* [SUPPLIED PASSAGE]

☆ ☆ ☆ ☆ ☆ ☆ ☆

Having said all that, there are obviously two sides to the crisis. One is tackling these challenges head-on in writing, advisement, and adjustments to the way we do business and live our daily lives. The other is filling the wealth of time that we have not sitting in traffic, not going out to eat, and not puttering around Target for a few hours on a Sunday afternoon.

For me, that extra time has been filled in three ways:

  1. Working earlier/later/weirder hours than usual
  2. Remodeling a bathroom
  3. Playing video games

The third of these things (I play quite a bit of Sid Meier’s Civilization 6, in case you’re curious about just how big of a nerd I am) reminded me of an article that I wrote a few years ago while at Aberdeen about the relationship of AI in video games and the world of service. In the opening of that article I said:

Back in 2002, developer Monolith Productions was showing off a technical demo of the AI systems in its upcoming game, No One Lives Forever: A Spy in H.A.R.M.’s Way. The Artificial Intelligence in this game was a pretty substantial leap forward compared to its contemporaries. Rather than simply stand around until the player character walked by, in this game, non-player characters would behave, seemingly, like real people. They’d step outside for a cigarette, engage in idle chatter, go to a nearby soda machine for a drink, and even use the bathroom (characters inside would use toilets, characters outside would find the nearest bush).

☆ ☆ ☆ ☆ ☆ ☆ ☆

* [ENTRIES]

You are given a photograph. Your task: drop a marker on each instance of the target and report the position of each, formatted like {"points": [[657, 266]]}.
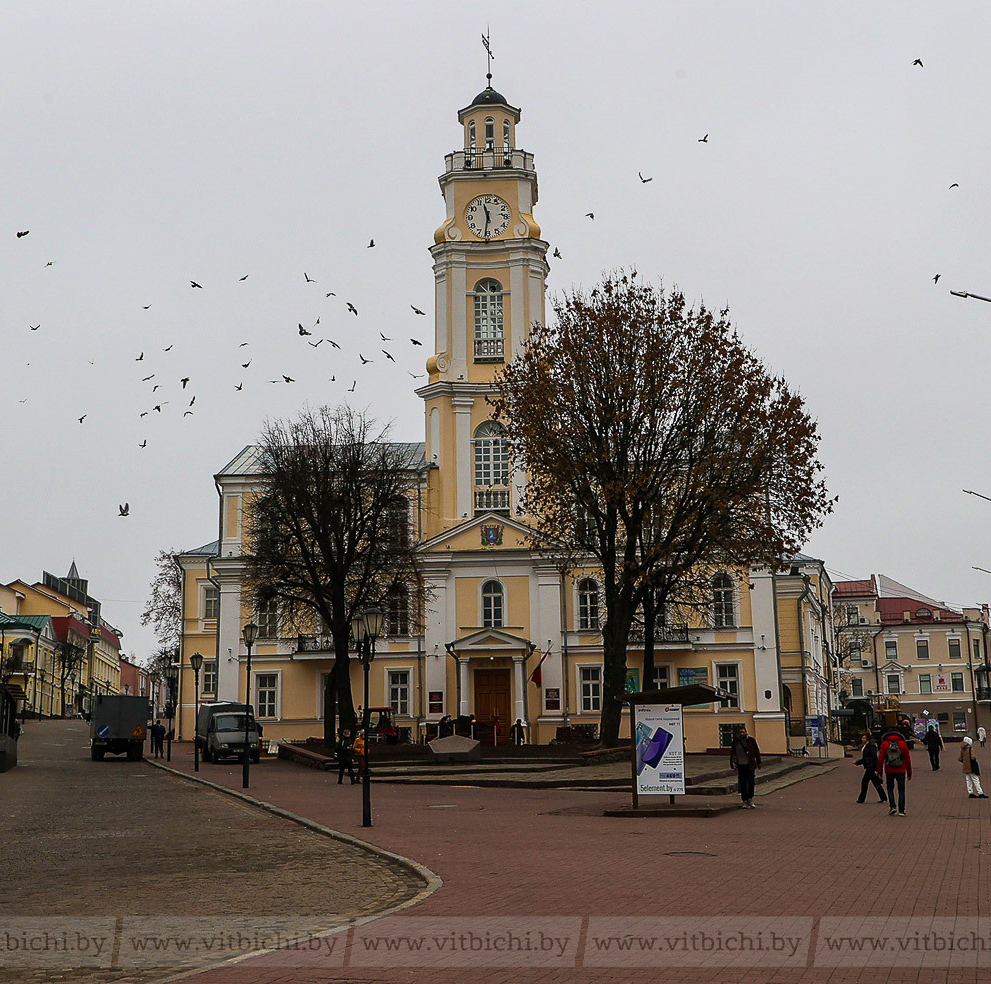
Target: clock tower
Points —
{"points": [[490, 269]]}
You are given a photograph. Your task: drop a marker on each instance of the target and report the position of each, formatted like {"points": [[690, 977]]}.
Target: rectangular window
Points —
{"points": [[591, 688], [209, 676], [267, 617], [399, 691], [266, 694], [728, 678], [211, 603]]}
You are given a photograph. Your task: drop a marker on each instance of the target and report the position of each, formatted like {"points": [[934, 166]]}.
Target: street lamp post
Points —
{"points": [[366, 628], [172, 679], [196, 662], [249, 633]]}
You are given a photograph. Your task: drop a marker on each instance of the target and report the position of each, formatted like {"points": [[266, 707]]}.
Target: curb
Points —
{"points": [[432, 881]]}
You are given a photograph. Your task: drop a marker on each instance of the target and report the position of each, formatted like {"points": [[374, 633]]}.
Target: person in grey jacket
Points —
{"points": [[868, 759]]}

☆ ☆ ☆ ☆ ☆ ☆ ☆

* [EXERCISE]
Reproduce word for word the stretch of the passage on spare time and video game AI from "Back in 2002, developer" through "the nearest bush).".

* [WRITTEN SOLUTION]
Back in 2002, developer Monolith Productions was showing off a technical demo of the AI systems in its upcoming game, No One Lives Forever: A Spy in H.A.R.M.’s Way. The Artificial Intelligence in this game was a pretty substantial leap forward compared to its contemporaries. Rather than simply stand around until the player character walked by, in this game, non-player characters would behave, seemingly, like real people. They’d step outside for a cigarette, engage in idle chatter, go to a nearby soda machine for a drink, and even use the bathroom (characters inside would use toilets, characters outside would find the nearest bush).